--- begin SUPPLIED DATA ---

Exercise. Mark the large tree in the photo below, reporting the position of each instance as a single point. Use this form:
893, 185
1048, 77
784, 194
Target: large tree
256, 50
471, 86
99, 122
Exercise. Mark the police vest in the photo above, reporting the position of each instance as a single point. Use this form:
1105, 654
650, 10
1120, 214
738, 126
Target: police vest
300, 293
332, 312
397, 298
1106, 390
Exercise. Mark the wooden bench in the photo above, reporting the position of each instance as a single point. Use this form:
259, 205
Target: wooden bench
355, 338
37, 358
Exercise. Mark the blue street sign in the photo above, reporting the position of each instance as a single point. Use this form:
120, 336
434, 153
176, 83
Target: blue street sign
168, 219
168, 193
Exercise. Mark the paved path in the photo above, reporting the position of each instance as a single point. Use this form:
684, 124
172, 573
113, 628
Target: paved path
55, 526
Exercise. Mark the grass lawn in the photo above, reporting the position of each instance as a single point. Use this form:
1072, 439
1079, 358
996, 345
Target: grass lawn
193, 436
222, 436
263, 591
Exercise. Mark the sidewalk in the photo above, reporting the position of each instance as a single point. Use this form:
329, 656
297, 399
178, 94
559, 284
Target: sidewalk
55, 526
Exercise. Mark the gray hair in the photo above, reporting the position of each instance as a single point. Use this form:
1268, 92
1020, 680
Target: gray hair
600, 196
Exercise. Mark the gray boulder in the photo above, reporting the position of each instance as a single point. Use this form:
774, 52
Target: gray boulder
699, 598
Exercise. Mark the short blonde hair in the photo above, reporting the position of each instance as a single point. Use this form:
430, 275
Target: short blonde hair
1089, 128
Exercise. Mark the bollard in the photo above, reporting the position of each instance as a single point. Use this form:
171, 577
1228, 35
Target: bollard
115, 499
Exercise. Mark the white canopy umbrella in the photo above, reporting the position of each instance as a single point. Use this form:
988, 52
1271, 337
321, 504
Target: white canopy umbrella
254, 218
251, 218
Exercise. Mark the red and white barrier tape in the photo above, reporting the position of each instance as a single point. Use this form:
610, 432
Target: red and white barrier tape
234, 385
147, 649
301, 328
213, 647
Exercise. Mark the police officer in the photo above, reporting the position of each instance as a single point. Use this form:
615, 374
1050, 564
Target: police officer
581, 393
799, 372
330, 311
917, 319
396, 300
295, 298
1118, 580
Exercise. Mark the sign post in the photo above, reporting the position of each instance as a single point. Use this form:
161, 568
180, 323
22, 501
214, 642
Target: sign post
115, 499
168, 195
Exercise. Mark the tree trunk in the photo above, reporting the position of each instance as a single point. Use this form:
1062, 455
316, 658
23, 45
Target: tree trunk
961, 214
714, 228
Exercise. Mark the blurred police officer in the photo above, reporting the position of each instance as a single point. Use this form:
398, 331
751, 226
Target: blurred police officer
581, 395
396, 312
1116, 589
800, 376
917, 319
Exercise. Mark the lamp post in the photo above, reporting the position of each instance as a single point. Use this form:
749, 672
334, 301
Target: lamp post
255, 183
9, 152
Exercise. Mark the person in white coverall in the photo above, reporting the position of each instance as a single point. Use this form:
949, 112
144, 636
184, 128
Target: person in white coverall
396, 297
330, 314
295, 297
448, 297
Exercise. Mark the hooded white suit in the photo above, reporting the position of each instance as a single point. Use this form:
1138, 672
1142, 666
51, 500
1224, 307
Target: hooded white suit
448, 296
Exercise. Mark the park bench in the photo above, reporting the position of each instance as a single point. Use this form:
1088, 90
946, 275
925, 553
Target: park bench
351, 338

--- end SUPPLIED DATA ---

**REQUIRED TASK**.
Above are some records; repeat all of them exactly.

**REPLY TO THE EXERCISE**.
Exercise. Mark the large tree in the photo below, reporting the position of each instance as a single point. Use this form:
893, 185
1048, 77
784, 194
Target: large tree
256, 50
471, 86
99, 122
Exercise. Mark the police vest in the photo above, reporting the position of each instance as a single point. Use this form:
1105, 654
650, 10
1120, 214
738, 126
Target: police vest
300, 293
332, 312
397, 298
1106, 390
Exercise. Mark the wooden bench in the photo above, reporting the position of each instance as a single point. Use this form:
259, 205
Target: wooden bench
355, 338
37, 358
Exercise. Mark the blue street sign in the photo above, reporting the position of each instance as a single point. Use this form:
120, 336
434, 153
176, 83
Target: blue street sign
168, 219
168, 193
Exercise. Mark the paved path in the photo above, reporting the position of each instance as a single point. Use this form:
684, 124
172, 573
113, 628
Target: paved path
55, 526
Exercise. Mark the grass lawn in the photo above, reporting the position of each instance as a single point. Use this form:
1072, 439
1079, 358
996, 345
Target: grass lawn
193, 436
222, 436
263, 591
Exercise. Mark the sidewalk in the photo above, reporting the position of each instance as a single point. Use this form:
329, 656
297, 399
178, 94
559, 284
Target: sidewalk
55, 526
Exercise. Mark the gray hair in the photo above, reporting the position of each instance as a single point. Use this form:
1268, 92
1020, 680
Target: gray hair
600, 196
Exercise. Mark the gray boulder in the photo above, reporting the position of each instance as a single point. Use this form:
774, 52
Target: gray boulder
699, 598
Exercise. Mark the short blonde hair in the photo above, reporting the position of each instance as a single point. Use this form:
430, 275
Target: short blonde hair
1089, 128
Exercise. Mark the bollard in the photo above, reporting the position of each instance as a single point. Use this form:
171, 577
1228, 35
Target: bollard
115, 499
Exercise. Mark the white canopy umbrella in the photo above, reporting the position of each instance as a single point. Use this form:
988, 52
1271, 337
321, 504
Target: white canopy umbrella
254, 218
251, 218
Exercise. Mark the red and white barrier tape in the photo above, reporting the position of each instance as a single point. Use this form:
610, 432
Target: red and white barrier tape
234, 385
147, 649
301, 328
213, 647
Exercise. Mark the police officer in the photo above, reporting the position of each instance as a single point. Use this form:
615, 374
1050, 564
Target: police officer
581, 393
799, 372
330, 311
917, 319
396, 300
295, 298
1118, 580
Exercise. Mark the sign post in the photo above, reporting the position of each instance as a single point. Use this form:
161, 568
180, 323
22, 501
214, 642
Target: sign post
115, 499
168, 195
Exercise. Mark the tree trunk in the photo above, reporting the position of each instance as a single point. Use this form:
1062, 455
316, 658
23, 45
Target: tree trunk
961, 214
714, 228
Exercise. Mark the blurred police officer in the photo above, reporting the position of each instance as a single point. Use this form:
398, 331
751, 226
Target: blurred police officer
581, 395
396, 312
1116, 589
800, 376
917, 319
Exercise. Mark the lamp post in the photo above, reporting the position of each instance as a single point. Use this form:
749, 672
334, 301
Target: lamp post
255, 183
9, 152
Exercise. Mark the person in white coverall in the photo above, reporting the position of each instance as a single point. Use this form:
949, 112
144, 636
184, 128
Target: person in white coverall
396, 297
330, 314
295, 297
448, 297
Exercise. Mark the hooded white suit in the photo above, reporting the position of each instance as a single point. Use this form:
1138, 672
1142, 666
51, 500
1224, 307
Target: hooded white suit
448, 296
Exercise. Mark the park bench in the photo above, reporting the position of each instance as a single point. Use this form:
1088, 90
946, 275
925, 553
Target: park bench
351, 338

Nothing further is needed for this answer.